** Data to use **
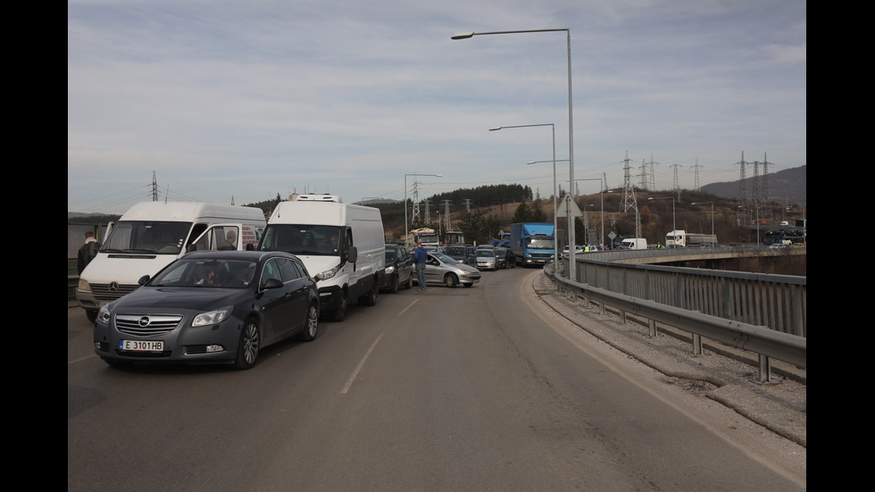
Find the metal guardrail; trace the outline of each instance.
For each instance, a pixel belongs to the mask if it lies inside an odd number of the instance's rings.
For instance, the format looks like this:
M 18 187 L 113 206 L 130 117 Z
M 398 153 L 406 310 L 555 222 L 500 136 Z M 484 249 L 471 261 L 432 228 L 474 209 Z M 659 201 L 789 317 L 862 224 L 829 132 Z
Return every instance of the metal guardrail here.
M 691 333 L 696 354 L 702 353 L 702 337 L 757 354 L 762 382 L 771 379 L 770 358 L 806 367 L 805 277 L 589 259 L 595 257 L 578 260 L 579 281 L 562 274 L 567 261 L 558 263 L 559 275 L 556 263 L 545 273 L 603 310 L 619 309 L 623 321 L 627 313 L 647 319 L 652 336 L 656 322 Z

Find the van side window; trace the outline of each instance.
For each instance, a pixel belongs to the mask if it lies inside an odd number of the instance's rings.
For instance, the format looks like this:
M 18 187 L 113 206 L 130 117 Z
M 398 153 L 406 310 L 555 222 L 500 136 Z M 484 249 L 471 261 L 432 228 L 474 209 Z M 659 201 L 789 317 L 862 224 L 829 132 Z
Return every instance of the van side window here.
M 295 263 L 293 263 L 290 260 L 279 259 L 277 261 L 279 262 L 279 267 L 282 269 L 282 279 L 284 282 L 303 277 L 301 272 L 295 268 Z
M 195 239 L 196 239 L 198 236 L 204 234 L 204 231 L 206 230 L 206 228 L 207 228 L 207 224 L 203 222 L 195 224 L 195 227 L 191 229 L 191 234 L 188 235 L 188 240 L 186 241 L 186 246 L 194 243 Z

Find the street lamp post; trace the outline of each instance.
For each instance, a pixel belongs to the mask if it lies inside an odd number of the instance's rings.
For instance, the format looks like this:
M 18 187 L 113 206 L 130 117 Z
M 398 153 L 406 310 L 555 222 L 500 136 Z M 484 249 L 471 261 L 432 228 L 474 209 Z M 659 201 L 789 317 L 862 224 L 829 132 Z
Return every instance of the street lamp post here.
M 520 34 L 527 32 L 557 32 L 565 31 L 566 33 L 566 44 L 568 46 L 568 179 L 571 182 L 574 182 L 574 120 L 571 116 L 571 29 L 529 29 L 529 30 L 503 30 L 503 31 L 493 31 L 493 32 L 460 32 L 454 34 L 450 37 L 451 39 L 468 39 L 469 38 L 473 38 L 474 36 L 487 36 L 492 34 Z M 572 268 L 569 270 L 568 278 L 571 280 L 577 279 L 577 273 L 573 268 L 574 263 L 574 228 L 570 227 L 571 230 L 569 232 L 570 242 L 571 243 L 569 246 L 569 254 L 571 263 L 570 265 Z M 555 237 L 555 234 L 554 234 Z M 555 254 L 555 251 L 554 251 Z
M 580 178 L 575 179 L 575 181 L 598 181 L 599 183 L 602 184 L 601 189 L 599 190 L 599 195 L 601 195 L 601 198 L 602 198 L 602 236 L 601 236 L 601 239 L 599 240 L 602 242 L 602 246 L 604 246 L 604 179 L 602 178 Z M 573 187 L 574 185 L 570 184 L 569 186 Z
M 678 230 L 678 226 L 674 221 L 674 196 L 651 196 L 647 198 L 648 200 L 663 200 L 666 198 L 671 198 L 671 234 L 676 234 L 675 231 Z M 668 246 L 668 245 L 665 245 Z
M 497 131 L 505 128 L 529 128 L 529 127 L 550 127 L 553 131 L 553 258 L 554 261 L 559 258 L 559 242 L 556 238 L 559 228 L 556 227 L 556 127 L 553 123 L 540 123 L 537 125 L 513 125 L 509 127 L 496 127 L 489 129 L 489 131 Z
M 711 204 L 711 235 L 714 235 L 714 203 L 713 202 L 693 202 L 691 205 L 704 205 Z
M 407 177 L 408 176 L 435 176 L 437 178 L 443 178 L 442 174 L 419 174 L 412 172 L 410 174 L 404 174 L 404 245 L 407 244 Z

** Set task **
Reproduce every item above word for word, leaving out the pictures.

** Solution to this exercise **
Find the metal guardrail; trace the outline of each instance.
For each instance, a pixel belongs to the mask if it lies inside an odd number of the instance's rings.
For instance, the format looks like this:
M 18 187 L 113 206 L 130 117 Z
M 398 153 L 406 310 L 555 222 L 500 136 Z M 484 249 L 471 261 L 432 228 L 474 209 Z M 659 201 L 789 317 L 862 224 L 829 132 Z
Return every instance of the metal guardrail here.
M 691 333 L 696 354 L 702 353 L 702 337 L 757 354 L 762 382 L 771 379 L 770 358 L 806 367 L 805 277 L 589 259 L 595 257 L 578 260 L 579 281 L 562 274 L 567 261 L 558 263 L 559 275 L 556 263 L 545 273 L 603 310 L 619 309 L 623 321 L 627 313 L 647 319 L 652 336 L 656 322 Z

Find the van side window; trace the outline of each instance.
For each instance, a pixel belongs to the mask if it lies inside an odd number of the instance's rings.
For instance, the format looks like this:
M 18 187 L 113 206 L 130 117 Z
M 398 153 L 406 310 L 555 222 L 500 136 Z M 484 249 L 471 261 L 432 228 L 474 209 Z M 659 201 L 789 317 L 862 224 L 829 132 Z
Return every instance of the van side window here.
M 295 263 L 293 263 L 290 260 L 279 259 L 277 261 L 279 262 L 279 267 L 282 269 L 282 279 L 284 282 L 303 277 L 301 272 L 295 268 Z
M 195 239 L 196 239 L 198 236 L 204 234 L 204 231 L 206 230 L 206 228 L 207 228 L 207 224 L 203 222 L 195 224 L 195 227 L 191 229 L 191 234 L 188 235 L 188 240 L 186 241 L 186 246 L 194 243 Z

Find the street lamp post; trace the outline of each instance.
For each instance, a pixel belongs to the mask if it lies inside an odd number of the instance's rings.
For instance, the format looks like this:
M 18 187 L 113 206 L 130 117 Z
M 398 153 L 406 310 L 555 222 L 500 136 Z M 484 249 L 471 261 L 432 228 L 474 209 Z M 659 201 L 789 317 L 862 224 L 829 132 Z
Return every instance of the street lamp post here.
M 520 34 L 527 32 L 557 32 L 565 31 L 566 33 L 566 44 L 568 46 L 568 179 L 571 182 L 574 182 L 574 120 L 571 116 L 571 29 L 529 29 L 529 30 L 503 30 L 503 31 L 493 31 L 493 32 L 460 32 L 454 34 L 450 37 L 451 39 L 468 39 L 469 38 L 473 38 L 474 36 L 487 36 L 492 34 Z M 572 268 L 569 270 L 568 278 L 571 280 L 577 279 L 577 273 L 573 268 L 574 263 L 574 228 L 570 227 L 571 230 L 569 232 L 570 242 L 571 243 L 569 246 L 569 254 L 571 263 L 570 265 Z M 555 237 L 555 234 L 554 234 Z M 555 254 L 555 251 L 554 251 Z
M 580 178 L 575 179 L 575 181 L 598 181 L 599 183 L 602 184 L 601 189 L 599 190 L 599 195 L 601 195 L 601 198 L 602 198 L 602 236 L 601 236 L 601 239 L 599 240 L 602 242 L 602 246 L 604 246 L 604 179 L 602 178 Z M 573 187 L 574 185 L 570 184 L 569 186 Z
M 678 230 L 678 226 L 674 221 L 674 196 L 651 196 L 647 198 L 648 200 L 663 200 L 666 198 L 671 198 L 671 234 L 676 234 L 675 231 Z M 668 246 L 668 245 L 665 245 Z
M 497 131 L 505 128 L 529 128 L 529 127 L 550 127 L 553 131 L 553 258 L 554 261 L 559 258 L 559 242 L 556 238 L 559 228 L 556 227 L 556 127 L 553 123 L 540 123 L 537 125 L 513 125 L 509 127 L 496 127 L 489 129 L 489 131 Z
M 711 204 L 711 235 L 714 235 L 714 203 L 713 202 L 693 202 L 691 205 L 704 205 Z
M 407 177 L 408 176 L 435 176 L 437 178 L 443 178 L 442 174 L 419 174 L 412 172 L 410 174 L 404 174 L 404 245 L 407 244 Z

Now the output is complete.